**Your goal**
Return each line of the entries that holds the string "coffee".

**Provided records**
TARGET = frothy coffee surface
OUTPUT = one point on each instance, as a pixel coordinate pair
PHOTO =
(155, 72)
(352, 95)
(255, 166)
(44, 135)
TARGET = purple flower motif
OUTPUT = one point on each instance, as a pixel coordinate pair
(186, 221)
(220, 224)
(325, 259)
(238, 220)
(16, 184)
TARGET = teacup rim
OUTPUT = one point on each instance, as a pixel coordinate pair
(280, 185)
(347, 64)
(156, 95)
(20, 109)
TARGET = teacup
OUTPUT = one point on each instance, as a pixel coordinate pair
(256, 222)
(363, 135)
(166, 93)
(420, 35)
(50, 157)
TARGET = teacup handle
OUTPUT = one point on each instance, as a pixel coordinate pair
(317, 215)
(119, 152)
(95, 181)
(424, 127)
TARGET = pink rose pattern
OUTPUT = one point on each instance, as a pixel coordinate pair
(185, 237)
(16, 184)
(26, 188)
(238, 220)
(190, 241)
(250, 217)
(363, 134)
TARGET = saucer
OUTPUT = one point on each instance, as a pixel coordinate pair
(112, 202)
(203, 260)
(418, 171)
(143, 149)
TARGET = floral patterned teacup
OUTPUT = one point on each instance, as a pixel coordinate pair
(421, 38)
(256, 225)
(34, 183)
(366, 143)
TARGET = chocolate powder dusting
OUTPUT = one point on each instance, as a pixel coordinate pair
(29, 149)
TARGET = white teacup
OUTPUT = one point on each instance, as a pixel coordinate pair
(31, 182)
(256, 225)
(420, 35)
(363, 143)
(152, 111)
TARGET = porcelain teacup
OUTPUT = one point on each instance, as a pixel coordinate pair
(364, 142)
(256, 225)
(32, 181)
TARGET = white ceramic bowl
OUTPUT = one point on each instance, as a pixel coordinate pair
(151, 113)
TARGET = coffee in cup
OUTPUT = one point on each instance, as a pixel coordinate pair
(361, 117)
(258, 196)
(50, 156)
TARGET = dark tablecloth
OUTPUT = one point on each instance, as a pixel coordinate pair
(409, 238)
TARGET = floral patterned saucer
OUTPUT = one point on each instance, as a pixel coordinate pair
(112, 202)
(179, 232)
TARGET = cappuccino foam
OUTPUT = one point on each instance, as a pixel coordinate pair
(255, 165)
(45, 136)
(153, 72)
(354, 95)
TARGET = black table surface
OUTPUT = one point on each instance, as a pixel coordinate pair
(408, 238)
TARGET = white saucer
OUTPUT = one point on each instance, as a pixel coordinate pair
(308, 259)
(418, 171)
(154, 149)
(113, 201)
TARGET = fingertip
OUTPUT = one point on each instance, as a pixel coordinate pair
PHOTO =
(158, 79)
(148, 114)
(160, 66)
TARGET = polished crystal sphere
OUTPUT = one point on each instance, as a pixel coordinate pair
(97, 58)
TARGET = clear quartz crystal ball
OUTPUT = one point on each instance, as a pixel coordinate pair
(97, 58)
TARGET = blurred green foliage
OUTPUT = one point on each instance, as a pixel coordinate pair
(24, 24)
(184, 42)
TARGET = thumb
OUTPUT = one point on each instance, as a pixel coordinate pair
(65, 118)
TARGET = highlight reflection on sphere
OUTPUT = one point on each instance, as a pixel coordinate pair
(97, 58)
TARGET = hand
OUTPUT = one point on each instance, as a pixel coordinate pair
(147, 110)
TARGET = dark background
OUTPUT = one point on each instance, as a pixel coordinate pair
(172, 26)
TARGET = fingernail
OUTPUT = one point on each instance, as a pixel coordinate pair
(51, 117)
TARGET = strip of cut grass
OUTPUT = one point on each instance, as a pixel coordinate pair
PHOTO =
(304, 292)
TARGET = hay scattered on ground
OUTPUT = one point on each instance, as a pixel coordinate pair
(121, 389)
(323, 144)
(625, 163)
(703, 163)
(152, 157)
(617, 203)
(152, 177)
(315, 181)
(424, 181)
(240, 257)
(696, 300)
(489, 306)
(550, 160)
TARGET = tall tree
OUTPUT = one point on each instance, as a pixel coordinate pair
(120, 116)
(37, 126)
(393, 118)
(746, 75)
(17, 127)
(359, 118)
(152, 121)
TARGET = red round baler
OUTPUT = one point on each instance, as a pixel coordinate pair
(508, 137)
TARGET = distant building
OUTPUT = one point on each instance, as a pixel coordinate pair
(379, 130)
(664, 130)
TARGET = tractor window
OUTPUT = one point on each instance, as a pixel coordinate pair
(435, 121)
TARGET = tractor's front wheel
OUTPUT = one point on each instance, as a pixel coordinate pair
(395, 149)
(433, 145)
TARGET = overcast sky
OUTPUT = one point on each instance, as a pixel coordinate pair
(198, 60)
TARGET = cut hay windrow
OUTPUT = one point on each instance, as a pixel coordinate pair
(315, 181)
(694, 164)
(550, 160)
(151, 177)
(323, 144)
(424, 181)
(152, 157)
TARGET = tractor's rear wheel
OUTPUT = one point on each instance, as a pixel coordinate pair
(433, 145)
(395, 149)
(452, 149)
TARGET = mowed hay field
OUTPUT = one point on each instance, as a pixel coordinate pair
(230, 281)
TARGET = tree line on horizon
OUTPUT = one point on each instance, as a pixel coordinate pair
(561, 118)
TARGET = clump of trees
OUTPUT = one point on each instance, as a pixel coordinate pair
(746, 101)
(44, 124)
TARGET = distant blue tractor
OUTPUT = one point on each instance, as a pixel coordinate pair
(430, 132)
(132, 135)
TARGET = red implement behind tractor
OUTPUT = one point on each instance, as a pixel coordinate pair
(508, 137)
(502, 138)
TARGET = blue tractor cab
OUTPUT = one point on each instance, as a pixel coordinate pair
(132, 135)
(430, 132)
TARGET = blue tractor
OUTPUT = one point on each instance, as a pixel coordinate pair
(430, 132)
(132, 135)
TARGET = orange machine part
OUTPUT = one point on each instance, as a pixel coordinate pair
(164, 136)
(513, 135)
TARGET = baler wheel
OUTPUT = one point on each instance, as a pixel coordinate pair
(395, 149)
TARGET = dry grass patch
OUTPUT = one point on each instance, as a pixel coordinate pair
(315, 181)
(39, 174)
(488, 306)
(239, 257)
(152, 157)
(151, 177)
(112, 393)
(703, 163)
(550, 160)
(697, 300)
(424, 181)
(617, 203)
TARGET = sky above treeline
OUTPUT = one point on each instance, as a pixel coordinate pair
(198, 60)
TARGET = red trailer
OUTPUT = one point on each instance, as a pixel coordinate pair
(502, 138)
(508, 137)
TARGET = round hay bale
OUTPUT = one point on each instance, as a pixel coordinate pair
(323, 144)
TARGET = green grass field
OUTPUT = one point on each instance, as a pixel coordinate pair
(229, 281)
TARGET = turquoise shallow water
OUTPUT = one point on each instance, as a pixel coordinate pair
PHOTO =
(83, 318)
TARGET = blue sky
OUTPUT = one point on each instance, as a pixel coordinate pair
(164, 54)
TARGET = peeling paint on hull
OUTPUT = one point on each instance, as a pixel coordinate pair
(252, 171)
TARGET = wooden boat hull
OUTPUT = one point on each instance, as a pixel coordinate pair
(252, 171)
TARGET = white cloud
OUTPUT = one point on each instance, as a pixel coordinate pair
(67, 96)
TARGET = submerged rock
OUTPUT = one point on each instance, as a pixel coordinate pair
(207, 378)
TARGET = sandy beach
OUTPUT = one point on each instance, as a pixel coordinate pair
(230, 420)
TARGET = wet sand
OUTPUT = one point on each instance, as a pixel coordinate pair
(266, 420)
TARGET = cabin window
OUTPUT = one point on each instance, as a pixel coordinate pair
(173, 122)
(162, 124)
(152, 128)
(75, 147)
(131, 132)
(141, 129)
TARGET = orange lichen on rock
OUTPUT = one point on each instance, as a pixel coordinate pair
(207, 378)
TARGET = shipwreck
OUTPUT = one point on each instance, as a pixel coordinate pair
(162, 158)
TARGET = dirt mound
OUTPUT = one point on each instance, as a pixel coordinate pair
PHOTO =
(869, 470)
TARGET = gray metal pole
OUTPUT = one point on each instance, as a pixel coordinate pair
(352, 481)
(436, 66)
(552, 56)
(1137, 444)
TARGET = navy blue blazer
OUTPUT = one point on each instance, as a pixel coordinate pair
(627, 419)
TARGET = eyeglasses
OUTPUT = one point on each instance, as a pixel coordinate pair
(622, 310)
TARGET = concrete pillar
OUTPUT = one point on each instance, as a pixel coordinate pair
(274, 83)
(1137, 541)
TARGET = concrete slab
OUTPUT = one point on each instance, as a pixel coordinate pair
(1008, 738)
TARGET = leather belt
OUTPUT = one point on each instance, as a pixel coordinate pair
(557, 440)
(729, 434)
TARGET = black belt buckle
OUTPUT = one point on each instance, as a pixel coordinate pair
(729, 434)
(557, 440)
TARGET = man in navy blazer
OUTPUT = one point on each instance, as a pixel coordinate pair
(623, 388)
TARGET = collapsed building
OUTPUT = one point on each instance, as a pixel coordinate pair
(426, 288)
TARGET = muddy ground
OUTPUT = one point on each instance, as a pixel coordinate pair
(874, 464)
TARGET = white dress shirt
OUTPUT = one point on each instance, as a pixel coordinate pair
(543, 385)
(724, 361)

**Output**
TARGET = frothy coffee surface
TARGET = coffee in cup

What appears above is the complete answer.